■ What this task involves: Pick out all lines with the word "below" from the records that follow.
════════
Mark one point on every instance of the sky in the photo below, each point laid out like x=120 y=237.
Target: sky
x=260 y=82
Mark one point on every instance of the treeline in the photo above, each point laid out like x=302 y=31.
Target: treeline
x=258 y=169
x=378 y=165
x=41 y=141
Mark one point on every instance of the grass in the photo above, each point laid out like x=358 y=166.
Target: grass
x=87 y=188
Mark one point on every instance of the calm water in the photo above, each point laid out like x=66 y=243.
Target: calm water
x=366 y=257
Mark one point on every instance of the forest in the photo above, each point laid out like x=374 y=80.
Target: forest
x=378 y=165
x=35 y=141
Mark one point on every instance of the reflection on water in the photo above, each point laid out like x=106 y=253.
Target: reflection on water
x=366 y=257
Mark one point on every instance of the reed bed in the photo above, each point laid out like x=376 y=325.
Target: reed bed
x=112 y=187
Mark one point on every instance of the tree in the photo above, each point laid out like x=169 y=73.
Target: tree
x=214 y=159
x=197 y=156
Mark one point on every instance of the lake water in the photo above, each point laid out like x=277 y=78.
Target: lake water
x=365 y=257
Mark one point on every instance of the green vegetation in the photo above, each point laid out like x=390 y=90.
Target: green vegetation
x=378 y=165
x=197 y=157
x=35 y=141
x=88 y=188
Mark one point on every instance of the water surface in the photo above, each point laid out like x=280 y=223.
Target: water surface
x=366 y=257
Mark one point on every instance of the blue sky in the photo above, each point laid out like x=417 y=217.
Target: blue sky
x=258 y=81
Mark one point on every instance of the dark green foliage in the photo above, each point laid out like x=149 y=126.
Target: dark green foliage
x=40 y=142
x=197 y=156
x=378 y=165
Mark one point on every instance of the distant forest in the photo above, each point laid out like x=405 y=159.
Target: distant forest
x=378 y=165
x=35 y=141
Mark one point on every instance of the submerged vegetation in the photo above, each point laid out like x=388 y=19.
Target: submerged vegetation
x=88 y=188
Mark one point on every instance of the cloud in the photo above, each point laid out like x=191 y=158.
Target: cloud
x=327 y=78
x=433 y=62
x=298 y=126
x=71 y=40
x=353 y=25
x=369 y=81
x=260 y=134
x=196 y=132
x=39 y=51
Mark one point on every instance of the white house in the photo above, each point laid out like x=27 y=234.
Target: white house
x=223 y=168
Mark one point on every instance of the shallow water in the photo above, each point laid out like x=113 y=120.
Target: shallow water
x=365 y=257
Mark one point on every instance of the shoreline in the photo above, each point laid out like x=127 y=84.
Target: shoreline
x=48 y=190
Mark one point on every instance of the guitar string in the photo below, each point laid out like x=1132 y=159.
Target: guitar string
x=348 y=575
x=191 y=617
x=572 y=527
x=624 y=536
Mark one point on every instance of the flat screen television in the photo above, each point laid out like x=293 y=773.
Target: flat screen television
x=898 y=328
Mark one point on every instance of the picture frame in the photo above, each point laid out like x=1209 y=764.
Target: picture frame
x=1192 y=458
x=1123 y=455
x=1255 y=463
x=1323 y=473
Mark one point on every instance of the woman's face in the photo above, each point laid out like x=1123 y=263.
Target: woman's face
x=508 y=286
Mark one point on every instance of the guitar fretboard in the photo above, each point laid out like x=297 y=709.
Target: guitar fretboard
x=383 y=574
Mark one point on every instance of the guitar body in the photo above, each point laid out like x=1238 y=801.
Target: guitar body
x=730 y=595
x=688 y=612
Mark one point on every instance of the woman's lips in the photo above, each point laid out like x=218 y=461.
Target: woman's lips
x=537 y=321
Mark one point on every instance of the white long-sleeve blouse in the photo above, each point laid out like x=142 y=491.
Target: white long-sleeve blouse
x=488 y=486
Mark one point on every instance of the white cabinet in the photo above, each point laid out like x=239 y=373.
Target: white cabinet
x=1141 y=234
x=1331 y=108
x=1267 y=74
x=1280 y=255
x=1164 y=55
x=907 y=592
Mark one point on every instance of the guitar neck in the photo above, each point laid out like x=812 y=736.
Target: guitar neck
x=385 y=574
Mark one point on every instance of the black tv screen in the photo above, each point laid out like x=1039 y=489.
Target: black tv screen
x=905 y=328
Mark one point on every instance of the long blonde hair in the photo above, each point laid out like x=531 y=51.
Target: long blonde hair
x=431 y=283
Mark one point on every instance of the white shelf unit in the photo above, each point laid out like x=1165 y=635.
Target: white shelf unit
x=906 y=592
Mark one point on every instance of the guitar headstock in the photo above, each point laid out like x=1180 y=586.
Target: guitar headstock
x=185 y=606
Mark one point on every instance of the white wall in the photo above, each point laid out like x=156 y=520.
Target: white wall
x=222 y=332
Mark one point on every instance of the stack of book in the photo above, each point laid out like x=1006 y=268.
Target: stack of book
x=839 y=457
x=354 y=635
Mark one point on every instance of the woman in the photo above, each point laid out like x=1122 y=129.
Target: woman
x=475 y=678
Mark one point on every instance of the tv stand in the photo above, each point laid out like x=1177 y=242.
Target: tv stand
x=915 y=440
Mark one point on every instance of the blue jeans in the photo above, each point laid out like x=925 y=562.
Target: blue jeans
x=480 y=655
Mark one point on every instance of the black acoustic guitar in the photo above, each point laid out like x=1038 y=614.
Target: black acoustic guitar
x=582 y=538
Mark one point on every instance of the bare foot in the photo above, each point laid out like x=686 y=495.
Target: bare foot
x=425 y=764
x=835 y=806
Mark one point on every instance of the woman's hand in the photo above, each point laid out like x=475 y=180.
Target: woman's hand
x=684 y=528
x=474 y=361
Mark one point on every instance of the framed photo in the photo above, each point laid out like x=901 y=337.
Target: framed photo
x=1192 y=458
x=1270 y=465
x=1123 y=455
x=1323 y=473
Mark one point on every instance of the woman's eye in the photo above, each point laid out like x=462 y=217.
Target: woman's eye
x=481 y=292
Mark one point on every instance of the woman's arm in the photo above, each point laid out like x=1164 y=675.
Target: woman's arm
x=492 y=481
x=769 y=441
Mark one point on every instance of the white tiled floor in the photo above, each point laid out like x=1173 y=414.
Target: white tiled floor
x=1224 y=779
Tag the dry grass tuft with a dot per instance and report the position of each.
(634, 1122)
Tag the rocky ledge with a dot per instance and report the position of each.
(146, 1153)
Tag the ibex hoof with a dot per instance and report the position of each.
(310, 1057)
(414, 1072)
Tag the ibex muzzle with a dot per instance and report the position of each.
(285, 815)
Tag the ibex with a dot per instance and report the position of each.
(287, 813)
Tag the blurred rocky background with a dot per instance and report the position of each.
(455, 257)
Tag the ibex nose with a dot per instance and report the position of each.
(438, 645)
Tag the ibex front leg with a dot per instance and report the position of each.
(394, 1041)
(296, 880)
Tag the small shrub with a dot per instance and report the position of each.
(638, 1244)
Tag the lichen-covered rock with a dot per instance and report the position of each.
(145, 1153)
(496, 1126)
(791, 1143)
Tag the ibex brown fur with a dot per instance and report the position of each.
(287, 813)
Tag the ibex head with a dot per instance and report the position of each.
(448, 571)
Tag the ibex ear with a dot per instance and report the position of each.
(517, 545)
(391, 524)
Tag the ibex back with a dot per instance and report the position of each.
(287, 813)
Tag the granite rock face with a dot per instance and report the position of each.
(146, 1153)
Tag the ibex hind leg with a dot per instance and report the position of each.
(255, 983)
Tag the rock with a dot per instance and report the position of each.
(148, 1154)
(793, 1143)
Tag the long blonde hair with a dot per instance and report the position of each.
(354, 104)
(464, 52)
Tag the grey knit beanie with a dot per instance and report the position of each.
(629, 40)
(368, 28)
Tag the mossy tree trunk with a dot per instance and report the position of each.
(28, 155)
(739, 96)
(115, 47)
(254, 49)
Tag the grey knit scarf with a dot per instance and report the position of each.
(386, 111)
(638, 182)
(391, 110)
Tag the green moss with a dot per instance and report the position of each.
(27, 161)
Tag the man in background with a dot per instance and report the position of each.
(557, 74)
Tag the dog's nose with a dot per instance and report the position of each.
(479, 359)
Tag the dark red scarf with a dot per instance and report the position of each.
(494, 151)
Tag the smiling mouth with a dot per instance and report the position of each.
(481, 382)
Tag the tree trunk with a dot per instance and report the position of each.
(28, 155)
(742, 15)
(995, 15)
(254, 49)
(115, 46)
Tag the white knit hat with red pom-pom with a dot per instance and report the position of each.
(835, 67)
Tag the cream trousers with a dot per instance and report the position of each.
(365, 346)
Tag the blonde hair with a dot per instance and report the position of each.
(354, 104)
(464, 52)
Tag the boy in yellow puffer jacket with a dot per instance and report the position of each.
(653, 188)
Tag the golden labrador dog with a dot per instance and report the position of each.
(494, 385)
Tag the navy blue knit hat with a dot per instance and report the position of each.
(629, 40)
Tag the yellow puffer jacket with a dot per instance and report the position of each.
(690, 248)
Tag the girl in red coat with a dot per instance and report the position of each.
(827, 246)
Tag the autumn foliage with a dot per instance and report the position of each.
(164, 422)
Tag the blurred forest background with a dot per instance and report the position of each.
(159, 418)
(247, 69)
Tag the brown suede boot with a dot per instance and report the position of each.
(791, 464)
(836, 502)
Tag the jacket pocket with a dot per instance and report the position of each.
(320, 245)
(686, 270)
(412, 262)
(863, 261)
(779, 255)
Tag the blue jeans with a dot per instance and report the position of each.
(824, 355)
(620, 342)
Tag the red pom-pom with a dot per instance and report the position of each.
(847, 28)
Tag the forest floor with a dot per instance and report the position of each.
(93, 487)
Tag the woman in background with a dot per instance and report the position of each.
════════
■ Response area:
Mark one point on every instance of the sky in the photo below, each point laid out like x=120 y=237.
Mark one point on every instance of the guitar string in the photo below, each point laid out like x=1132 y=159.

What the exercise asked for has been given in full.